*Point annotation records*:
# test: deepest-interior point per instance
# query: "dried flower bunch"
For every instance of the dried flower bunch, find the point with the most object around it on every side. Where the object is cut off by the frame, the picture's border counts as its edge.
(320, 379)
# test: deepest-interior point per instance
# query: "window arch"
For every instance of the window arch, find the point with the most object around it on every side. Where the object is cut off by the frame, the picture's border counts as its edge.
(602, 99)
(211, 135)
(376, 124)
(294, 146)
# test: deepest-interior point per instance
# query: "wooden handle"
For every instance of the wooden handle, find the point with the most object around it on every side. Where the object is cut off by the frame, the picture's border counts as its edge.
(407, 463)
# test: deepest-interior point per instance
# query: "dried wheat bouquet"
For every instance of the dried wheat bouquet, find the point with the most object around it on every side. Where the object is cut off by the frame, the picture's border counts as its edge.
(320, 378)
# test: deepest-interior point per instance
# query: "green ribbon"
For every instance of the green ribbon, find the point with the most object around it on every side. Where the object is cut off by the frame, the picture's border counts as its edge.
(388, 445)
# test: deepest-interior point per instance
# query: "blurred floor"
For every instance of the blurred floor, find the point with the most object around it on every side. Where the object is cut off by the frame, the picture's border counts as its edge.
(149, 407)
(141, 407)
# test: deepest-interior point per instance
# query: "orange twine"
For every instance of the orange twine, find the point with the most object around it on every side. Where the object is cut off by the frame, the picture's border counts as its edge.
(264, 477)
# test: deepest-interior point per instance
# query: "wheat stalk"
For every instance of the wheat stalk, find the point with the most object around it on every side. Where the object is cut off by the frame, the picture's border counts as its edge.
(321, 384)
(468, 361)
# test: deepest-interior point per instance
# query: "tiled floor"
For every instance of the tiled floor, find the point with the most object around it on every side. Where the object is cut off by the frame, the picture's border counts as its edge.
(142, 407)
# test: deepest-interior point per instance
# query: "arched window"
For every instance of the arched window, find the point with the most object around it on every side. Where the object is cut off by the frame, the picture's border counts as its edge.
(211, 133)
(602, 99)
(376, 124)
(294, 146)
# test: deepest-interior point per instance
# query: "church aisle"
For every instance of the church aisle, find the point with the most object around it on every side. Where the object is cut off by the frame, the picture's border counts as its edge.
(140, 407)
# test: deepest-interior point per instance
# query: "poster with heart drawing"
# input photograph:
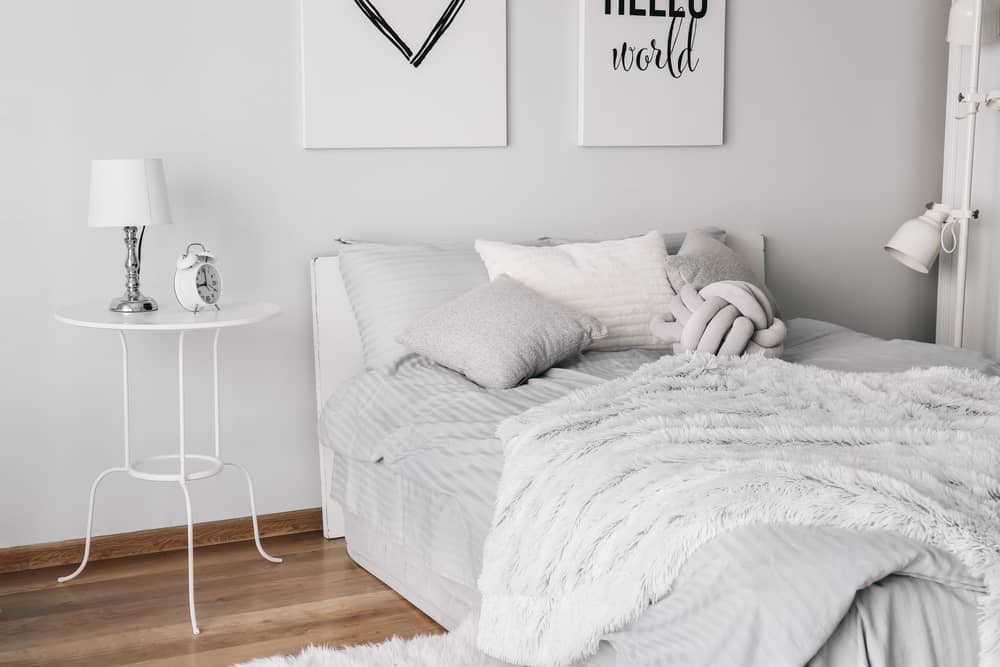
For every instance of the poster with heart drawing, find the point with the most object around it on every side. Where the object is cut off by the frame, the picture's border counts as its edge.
(652, 72)
(404, 73)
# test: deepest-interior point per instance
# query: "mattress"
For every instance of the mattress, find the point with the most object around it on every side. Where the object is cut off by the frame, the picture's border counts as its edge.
(418, 463)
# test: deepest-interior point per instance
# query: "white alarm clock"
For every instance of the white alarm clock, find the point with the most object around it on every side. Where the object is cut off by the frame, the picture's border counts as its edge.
(197, 283)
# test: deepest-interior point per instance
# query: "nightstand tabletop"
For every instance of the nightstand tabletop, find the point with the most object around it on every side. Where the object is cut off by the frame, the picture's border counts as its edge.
(169, 318)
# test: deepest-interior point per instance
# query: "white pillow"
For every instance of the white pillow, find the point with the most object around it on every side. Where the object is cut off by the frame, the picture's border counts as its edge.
(622, 283)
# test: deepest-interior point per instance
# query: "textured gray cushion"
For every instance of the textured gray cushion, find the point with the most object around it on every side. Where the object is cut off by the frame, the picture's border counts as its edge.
(502, 334)
(703, 260)
(391, 286)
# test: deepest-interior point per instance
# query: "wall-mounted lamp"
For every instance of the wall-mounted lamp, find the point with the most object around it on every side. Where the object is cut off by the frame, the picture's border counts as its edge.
(918, 242)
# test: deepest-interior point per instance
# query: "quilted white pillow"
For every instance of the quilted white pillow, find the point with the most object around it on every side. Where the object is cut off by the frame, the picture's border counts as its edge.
(622, 283)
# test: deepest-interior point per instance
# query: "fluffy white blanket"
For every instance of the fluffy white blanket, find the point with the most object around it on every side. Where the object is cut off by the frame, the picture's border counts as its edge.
(606, 492)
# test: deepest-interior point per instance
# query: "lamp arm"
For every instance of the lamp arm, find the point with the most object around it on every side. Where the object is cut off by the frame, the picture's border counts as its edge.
(964, 215)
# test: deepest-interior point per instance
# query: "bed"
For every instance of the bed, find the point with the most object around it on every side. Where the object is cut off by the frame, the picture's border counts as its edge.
(415, 514)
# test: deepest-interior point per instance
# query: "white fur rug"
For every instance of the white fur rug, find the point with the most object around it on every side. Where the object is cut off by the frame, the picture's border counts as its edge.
(456, 649)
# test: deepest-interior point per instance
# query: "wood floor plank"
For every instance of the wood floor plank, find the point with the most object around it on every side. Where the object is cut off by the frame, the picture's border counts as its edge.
(133, 611)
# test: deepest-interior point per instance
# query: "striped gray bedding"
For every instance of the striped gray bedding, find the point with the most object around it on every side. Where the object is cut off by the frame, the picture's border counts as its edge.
(420, 460)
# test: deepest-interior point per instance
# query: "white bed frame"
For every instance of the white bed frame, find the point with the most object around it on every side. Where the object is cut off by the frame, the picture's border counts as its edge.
(337, 347)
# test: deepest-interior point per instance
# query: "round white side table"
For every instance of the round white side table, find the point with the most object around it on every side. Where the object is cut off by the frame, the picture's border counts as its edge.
(189, 467)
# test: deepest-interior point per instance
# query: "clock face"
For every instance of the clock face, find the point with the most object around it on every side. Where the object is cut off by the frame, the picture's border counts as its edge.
(208, 284)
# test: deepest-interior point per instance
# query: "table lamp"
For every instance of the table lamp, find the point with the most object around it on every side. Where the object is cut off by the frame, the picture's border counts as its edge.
(129, 194)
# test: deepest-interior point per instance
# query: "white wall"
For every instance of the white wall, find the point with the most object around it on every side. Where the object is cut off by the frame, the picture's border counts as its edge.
(833, 136)
(982, 312)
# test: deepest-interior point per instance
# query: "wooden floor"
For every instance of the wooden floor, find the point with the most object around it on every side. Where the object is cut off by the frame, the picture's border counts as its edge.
(133, 611)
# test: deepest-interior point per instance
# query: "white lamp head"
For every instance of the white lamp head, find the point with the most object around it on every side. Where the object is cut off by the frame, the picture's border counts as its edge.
(917, 243)
(128, 193)
(962, 21)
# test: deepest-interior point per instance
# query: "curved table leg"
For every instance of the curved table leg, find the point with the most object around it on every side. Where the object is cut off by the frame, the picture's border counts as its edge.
(90, 523)
(253, 515)
(187, 506)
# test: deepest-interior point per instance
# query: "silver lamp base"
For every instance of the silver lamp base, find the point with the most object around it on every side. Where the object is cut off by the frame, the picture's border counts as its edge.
(133, 301)
(124, 304)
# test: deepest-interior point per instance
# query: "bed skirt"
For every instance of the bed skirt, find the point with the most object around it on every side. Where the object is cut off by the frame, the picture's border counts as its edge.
(445, 601)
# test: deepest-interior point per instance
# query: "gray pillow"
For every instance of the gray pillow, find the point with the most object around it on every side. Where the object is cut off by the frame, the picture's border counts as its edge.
(391, 286)
(703, 260)
(502, 334)
(673, 240)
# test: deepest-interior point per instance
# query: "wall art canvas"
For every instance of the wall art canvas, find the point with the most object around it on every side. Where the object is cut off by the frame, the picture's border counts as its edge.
(652, 72)
(404, 73)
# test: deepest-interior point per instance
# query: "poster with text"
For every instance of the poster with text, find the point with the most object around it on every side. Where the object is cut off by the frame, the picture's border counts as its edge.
(404, 73)
(652, 72)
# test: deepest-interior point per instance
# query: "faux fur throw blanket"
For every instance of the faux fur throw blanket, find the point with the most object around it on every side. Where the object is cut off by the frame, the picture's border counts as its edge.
(606, 492)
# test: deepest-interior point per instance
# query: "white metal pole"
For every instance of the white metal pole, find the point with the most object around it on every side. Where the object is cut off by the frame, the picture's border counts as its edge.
(125, 397)
(180, 400)
(962, 260)
(215, 387)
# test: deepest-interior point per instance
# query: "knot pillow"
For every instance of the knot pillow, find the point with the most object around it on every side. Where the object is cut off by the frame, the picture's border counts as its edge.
(728, 318)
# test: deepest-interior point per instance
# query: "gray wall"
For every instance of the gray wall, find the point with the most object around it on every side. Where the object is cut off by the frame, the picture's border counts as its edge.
(833, 136)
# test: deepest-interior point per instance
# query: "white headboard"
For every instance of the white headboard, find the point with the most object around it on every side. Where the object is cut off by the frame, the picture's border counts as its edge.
(337, 344)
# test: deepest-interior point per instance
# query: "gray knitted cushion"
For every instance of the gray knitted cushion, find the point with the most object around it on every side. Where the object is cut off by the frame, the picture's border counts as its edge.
(502, 334)
(727, 319)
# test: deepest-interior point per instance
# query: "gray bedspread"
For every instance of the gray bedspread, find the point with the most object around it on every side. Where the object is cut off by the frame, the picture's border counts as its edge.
(763, 595)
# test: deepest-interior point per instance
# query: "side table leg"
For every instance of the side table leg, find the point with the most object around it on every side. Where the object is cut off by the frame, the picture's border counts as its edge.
(253, 515)
(90, 523)
(187, 505)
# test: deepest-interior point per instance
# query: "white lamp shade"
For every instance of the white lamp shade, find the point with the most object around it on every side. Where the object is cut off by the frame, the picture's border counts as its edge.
(917, 243)
(128, 193)
(962, 21)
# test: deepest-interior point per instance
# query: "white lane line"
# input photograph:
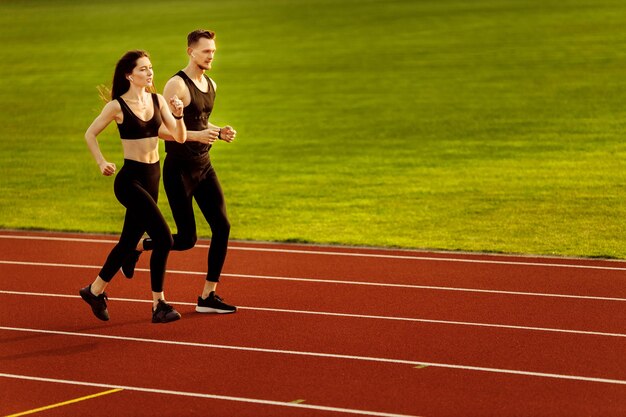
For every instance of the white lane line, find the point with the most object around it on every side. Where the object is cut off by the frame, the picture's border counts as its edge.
(332, 281)
(202, 395)
(233, 246)
(324, 355)
(356, 316)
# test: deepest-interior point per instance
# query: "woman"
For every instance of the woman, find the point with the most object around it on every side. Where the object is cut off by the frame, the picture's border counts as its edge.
(138, 114)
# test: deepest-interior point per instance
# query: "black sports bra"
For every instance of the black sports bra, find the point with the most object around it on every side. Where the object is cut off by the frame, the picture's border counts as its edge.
(133, 127)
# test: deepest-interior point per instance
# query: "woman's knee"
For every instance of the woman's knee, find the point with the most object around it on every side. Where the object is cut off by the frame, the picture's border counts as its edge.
(165, 242)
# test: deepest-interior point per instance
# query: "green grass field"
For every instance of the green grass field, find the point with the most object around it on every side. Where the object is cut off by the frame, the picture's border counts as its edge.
(488, 125)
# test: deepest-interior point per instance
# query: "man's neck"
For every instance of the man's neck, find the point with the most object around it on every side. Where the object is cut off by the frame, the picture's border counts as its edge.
(194, 72)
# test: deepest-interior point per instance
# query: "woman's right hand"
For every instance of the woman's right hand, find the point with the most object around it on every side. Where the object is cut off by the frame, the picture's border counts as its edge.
(107, 168)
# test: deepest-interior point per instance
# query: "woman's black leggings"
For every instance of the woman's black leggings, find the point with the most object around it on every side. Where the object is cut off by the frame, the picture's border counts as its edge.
(137, 188)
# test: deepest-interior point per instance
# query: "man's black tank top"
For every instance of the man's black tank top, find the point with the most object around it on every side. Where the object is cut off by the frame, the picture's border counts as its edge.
(196, 117)
(133, 127)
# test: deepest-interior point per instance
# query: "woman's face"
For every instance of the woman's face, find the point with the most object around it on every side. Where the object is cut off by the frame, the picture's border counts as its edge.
(142, 74)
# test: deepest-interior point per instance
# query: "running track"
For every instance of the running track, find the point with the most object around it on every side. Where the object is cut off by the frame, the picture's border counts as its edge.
(321, 331)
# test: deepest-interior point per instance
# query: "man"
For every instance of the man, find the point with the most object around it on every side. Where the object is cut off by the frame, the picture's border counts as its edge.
(187, 170)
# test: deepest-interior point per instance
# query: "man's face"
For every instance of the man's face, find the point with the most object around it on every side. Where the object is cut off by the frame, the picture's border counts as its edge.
(202, 53)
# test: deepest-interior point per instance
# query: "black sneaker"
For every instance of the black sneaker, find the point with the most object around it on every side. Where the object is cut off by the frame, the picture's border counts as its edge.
(98, 303)
(164, 313)
(214, 304)
(128, 266)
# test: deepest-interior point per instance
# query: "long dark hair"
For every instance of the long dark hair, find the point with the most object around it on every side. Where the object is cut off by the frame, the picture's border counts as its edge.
(124, 67)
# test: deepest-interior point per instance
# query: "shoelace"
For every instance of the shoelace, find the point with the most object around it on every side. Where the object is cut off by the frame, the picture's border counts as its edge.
(164, 307)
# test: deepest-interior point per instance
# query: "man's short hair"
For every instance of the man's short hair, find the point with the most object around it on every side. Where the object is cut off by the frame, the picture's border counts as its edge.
(196, 35)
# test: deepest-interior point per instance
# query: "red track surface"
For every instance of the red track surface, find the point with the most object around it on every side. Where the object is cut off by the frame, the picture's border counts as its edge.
(321, 331)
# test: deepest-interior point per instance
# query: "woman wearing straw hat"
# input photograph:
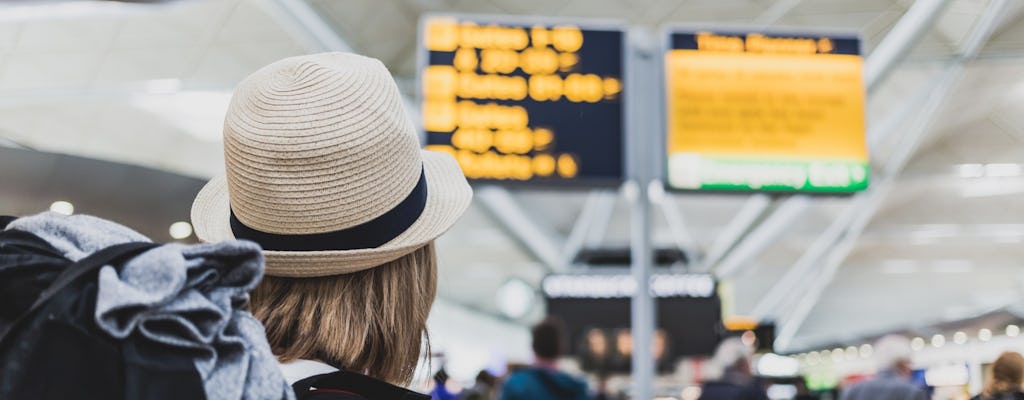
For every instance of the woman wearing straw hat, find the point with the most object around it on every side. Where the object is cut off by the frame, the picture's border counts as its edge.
(325, 172)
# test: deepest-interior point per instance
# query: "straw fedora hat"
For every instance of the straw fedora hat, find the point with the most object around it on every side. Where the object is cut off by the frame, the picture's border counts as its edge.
(325, 171)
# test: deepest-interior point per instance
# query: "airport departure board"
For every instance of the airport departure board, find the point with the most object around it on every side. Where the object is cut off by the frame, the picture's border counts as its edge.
(765, 112)
(537, 103)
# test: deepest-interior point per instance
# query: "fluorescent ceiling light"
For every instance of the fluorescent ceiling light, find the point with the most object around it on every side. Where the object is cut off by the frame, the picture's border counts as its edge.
(1003, 170)
(952, 266)
(988, 188)
(900, 267)
(199, 114)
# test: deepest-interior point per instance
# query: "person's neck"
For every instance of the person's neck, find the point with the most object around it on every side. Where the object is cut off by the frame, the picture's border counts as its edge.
(549, 363)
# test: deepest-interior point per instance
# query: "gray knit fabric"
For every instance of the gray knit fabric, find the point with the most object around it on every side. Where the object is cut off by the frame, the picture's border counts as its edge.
(188, 297)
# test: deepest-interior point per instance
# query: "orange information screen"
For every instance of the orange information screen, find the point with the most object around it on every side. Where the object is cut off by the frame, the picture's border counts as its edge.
(759, 112)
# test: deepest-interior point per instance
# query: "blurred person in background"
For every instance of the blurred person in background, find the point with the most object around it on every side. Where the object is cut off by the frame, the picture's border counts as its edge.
(543, 381)
(893, 381)
(441, 391)
(1008, 371)
(324, 170)
(483, 389)
(729, 375)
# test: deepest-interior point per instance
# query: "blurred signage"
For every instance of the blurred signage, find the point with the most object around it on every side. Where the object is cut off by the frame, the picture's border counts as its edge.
(754, 110)
(595, 309)
(613, 285)
(524, 102)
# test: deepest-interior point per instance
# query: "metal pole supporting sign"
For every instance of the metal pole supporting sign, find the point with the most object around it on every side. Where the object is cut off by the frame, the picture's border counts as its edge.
(641, 129)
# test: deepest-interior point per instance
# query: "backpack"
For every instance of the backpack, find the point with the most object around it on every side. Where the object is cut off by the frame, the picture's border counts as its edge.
(53, 350)
(131, 320)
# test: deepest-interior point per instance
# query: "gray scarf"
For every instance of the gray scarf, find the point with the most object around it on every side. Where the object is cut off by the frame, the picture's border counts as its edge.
(188, 297)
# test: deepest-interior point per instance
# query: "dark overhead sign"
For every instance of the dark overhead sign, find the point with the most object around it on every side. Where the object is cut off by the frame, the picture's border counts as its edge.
(596, 311)
(524, 102)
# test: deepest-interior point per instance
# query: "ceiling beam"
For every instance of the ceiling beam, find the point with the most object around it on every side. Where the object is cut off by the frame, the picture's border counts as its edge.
(867, 203)
(907, 32)
(314, 32)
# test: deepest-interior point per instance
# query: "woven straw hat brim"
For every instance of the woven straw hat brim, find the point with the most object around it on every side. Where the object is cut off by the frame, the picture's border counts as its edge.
(448, 197)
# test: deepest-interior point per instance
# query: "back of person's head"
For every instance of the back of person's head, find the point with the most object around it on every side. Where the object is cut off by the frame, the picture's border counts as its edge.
(370, 321)
(486, 379)
(548, 340)
(324, 170)
(893, 352)
(731, 354)
(1008, 372)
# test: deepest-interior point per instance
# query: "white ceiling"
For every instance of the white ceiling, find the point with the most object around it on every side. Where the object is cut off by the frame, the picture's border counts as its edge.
(148, 84)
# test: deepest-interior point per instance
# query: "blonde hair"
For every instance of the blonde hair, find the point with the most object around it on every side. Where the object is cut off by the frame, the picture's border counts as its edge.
(1008, 371)
(371, 321)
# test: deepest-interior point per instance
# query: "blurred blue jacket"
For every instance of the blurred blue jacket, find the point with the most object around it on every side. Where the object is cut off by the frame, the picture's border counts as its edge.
(542, 384)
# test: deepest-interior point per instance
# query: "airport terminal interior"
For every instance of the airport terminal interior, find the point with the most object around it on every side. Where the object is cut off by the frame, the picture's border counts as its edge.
(809, 176)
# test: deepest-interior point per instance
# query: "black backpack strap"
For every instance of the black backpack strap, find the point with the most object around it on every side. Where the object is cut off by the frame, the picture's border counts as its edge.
(346, 385)
(84, 266)
(6, 220)
(548, 380)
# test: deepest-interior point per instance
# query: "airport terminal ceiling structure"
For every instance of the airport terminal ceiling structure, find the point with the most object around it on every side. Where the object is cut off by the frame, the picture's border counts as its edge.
(951, 214)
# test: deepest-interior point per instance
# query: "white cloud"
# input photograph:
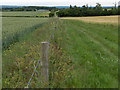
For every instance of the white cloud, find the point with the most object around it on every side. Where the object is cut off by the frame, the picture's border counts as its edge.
(58, 2)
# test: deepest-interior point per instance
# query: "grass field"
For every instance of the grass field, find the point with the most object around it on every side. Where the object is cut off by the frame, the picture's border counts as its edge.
(14, 27)
(98, 19)
(81, 55)
(26, 13)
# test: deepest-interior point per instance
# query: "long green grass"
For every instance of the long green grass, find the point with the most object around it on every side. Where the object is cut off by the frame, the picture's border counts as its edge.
(14, 28)
(81, 55)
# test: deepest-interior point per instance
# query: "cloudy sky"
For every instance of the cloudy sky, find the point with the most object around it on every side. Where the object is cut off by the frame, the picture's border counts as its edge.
(58, 2)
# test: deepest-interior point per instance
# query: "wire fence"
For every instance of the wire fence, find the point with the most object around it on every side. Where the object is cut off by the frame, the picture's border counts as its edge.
(51, 36)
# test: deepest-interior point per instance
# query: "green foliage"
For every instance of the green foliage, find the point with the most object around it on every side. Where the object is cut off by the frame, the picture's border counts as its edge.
(15, 28)
(29, 8)
(51, 14)
(81, 55)
(87, 11)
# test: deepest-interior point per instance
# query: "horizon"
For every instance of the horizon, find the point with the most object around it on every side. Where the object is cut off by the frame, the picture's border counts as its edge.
(58, 3)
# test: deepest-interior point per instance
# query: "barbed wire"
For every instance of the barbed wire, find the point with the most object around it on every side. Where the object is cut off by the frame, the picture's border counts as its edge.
(39, 59)
(33, 73)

*WRITTEN EXERCISE*:
Gather every line of the records above that contains the string "tabletop", and copy each one in full.

*FINAL ANSWER*:
# query: "nightstand tabletop"
For every instance of the nightstand tabletop, find the point with the most object around it on every side. Where the object is cut off by the frame, the picture's border counts as its edge.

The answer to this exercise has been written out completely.